Islam bireysel oldugu kadar da toplumsal
bir dindir. Kendi fert ve toplumunu olusturmak,
kurumlastirmak ve korumak icin kendi devletine
ihtiyac duyar. Islam, geldikten on üc yil sonra
bunu gerceklestirmis, temel ilkeleri ve
vazgecilmez yasalari ile devletini kurmustur.
Osmanli yerine kurulan Türkiye
Cumhuriyeti, Islam medeniyetinden cikarak Bati
Medeniyetine girdi. Onu bütün kurum ve
kuramlari ile kabul eden bir devlet yapilanmasini
tercih etti. Bu tercihte halk yoktu. Sadece Istiklal
Savasina önderlik etmis bir kadronun cebir ve
siddete dayanan dayatmasi vardi.

Malzeme >>
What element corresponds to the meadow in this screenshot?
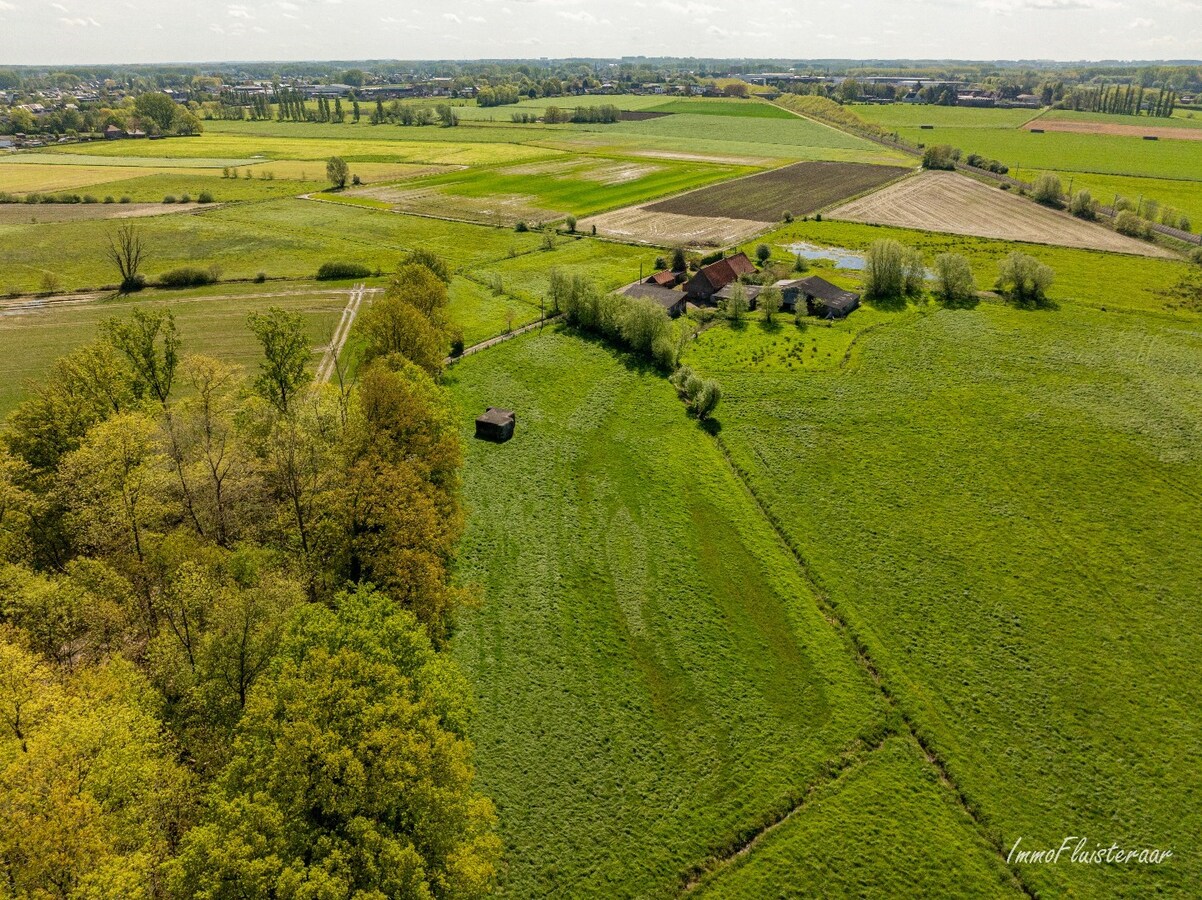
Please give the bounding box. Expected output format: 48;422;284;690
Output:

Görevler >>
1) İslam ve devlet hakkındaki metne göre aşağıdaki soruları cevaplayın:
(a) İslam geldikten kaç yıl sonra kendi devletini kurmuştur?
(b) Türkiye Cumhuriyeti hangi medeniyetten çıkıp hangisine girmiştir?
(c) Bu tercihte kim yoktu?
2) İslam ve devlet hakkındaki metinde İslam'ın kendi fert ve toplumu için yapmak istediği ve bunun için devlete ihtiyaç duyduğu işlerin hepsini sıralayın.
3) İslam ve devlet hakkındaki metni son cümlesinden sonra devam ettirerek yazın.

Görev Cevapları >>
1)
(a) On üç yıl sonra.
(b) İslam medeniyetinden çıkıp Batı medeniyetine girmiştir.
(c) Halk.

2) Oluşturmak, kurumlaştırmak, korumak.

3)
Asil sorun ise, bu yeni devletin, Islami
bütün kurumlari ile yasaklamasi oldu. Sözde
cumhuriyet ve demokrasi vardi, din ve vicdan
özgürlügünün teminati denilen laiklik vardi.
Fakat uygulamada tamamen Islam düsmanligi
vardi. Cünkü yeni devlet, yiktigi Islamdan
korkuyordu. Bu yüzden, demokrasi ve insan
haklarinin bir geregi olmasina ragmen, halkin,
özgür iradesiyle Islam adina sisteme katilmasina
izin vermedi. Bugün bile komünist partiye izin
vardir, ama Islam partisine yoktur.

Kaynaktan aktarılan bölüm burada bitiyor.